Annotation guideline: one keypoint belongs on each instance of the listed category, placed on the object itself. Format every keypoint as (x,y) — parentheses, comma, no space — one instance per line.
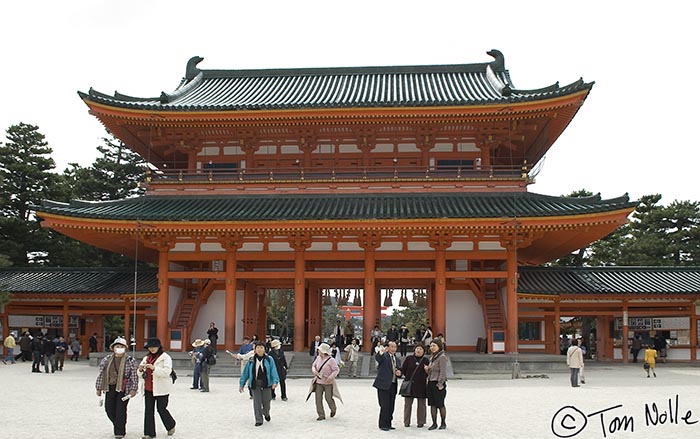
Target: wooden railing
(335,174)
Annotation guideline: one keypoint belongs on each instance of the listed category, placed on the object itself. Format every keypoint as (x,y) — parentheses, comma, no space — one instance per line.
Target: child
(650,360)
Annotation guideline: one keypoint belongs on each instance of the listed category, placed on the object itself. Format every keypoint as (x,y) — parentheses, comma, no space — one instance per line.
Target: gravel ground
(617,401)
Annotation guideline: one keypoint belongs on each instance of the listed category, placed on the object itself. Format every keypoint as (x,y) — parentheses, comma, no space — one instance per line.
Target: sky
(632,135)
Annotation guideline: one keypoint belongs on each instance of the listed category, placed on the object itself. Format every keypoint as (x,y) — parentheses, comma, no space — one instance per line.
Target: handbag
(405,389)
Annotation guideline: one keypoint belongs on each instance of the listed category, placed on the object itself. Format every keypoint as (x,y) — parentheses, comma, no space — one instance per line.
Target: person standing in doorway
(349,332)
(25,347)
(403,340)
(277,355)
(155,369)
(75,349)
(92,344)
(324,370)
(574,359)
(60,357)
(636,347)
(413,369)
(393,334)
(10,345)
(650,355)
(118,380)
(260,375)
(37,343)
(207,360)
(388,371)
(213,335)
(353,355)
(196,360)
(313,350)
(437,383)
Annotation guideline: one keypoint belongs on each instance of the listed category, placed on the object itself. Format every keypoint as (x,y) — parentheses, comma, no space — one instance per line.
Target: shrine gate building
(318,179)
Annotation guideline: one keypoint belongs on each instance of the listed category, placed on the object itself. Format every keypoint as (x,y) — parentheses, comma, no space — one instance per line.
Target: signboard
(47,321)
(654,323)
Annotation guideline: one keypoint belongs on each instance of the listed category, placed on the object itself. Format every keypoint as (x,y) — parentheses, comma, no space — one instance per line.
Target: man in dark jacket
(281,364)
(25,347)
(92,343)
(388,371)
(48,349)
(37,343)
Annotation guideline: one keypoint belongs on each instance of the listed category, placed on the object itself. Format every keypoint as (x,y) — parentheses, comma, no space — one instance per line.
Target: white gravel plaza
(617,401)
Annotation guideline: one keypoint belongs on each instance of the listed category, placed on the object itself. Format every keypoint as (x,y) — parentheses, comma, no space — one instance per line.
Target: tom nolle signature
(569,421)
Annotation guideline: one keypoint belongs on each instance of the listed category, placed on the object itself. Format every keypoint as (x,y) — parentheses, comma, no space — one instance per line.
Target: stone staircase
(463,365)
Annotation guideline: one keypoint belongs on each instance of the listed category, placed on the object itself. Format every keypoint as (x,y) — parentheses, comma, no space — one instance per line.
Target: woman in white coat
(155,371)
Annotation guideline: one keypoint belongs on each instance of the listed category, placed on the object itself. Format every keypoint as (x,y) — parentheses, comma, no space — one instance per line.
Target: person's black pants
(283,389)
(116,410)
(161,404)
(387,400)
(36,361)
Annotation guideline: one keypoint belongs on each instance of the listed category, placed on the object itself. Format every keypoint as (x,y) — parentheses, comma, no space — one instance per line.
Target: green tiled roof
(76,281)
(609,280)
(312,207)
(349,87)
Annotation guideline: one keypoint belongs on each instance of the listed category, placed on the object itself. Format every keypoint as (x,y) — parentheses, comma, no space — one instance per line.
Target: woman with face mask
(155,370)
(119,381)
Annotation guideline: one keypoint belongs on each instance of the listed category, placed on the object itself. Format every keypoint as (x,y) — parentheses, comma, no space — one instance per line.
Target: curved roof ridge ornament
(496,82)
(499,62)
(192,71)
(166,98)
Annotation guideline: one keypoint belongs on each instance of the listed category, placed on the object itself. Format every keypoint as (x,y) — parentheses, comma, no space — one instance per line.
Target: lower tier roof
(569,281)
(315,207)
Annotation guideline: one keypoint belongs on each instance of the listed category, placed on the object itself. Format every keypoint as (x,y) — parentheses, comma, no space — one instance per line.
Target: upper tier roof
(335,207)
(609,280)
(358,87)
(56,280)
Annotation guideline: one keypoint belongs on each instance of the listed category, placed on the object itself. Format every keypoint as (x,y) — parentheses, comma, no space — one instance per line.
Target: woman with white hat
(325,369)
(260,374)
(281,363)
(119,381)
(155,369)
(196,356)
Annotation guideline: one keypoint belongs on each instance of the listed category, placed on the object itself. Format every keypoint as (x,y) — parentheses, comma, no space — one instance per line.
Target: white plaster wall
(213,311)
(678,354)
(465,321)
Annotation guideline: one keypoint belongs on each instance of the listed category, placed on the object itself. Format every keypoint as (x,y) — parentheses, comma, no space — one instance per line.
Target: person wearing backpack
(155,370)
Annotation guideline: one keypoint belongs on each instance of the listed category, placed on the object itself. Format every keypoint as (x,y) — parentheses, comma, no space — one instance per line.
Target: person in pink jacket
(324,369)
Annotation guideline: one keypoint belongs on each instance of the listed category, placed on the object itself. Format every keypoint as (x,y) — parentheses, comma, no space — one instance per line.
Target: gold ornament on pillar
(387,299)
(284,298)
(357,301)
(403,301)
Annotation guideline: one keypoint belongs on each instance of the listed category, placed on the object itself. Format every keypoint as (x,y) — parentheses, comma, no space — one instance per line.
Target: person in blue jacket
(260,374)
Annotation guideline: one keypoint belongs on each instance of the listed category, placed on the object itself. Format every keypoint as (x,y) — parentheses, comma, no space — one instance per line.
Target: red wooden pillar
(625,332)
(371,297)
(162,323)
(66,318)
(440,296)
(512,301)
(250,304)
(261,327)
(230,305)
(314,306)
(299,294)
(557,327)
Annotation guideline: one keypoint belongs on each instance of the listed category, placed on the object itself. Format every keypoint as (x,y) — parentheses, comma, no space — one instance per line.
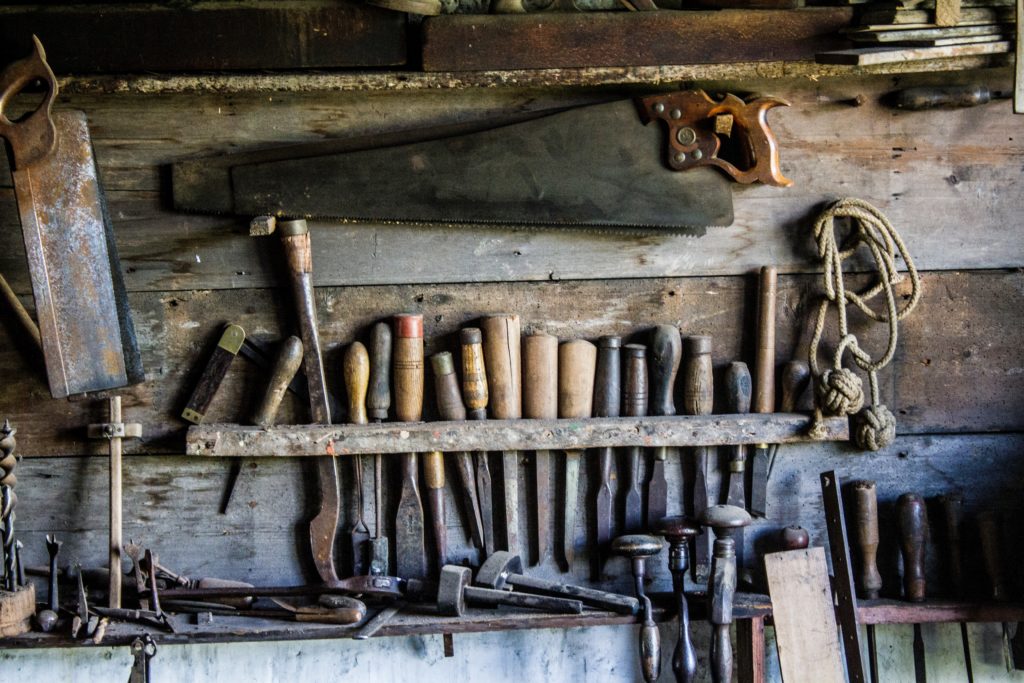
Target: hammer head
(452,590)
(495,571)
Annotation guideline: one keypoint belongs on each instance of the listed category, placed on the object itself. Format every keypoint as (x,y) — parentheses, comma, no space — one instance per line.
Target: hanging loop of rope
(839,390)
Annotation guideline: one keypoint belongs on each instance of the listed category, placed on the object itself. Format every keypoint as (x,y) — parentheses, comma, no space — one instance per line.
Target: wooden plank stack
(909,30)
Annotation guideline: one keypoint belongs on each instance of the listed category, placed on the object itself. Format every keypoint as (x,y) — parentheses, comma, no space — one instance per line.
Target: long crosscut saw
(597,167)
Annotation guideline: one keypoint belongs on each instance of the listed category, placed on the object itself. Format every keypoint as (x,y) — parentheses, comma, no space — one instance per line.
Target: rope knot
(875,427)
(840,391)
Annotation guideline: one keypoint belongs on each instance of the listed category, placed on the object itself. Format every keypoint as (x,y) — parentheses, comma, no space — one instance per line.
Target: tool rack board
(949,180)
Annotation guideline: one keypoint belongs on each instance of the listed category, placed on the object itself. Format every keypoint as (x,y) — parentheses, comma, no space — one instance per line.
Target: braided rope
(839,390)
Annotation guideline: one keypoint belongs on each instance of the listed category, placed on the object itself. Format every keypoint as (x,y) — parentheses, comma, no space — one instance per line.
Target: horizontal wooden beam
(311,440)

WORK INSTRUCTIONS: Count the lines of the records above that contain the string "gravel", matching case exactly, and give only that number.

COMPLETE ANSWER: 2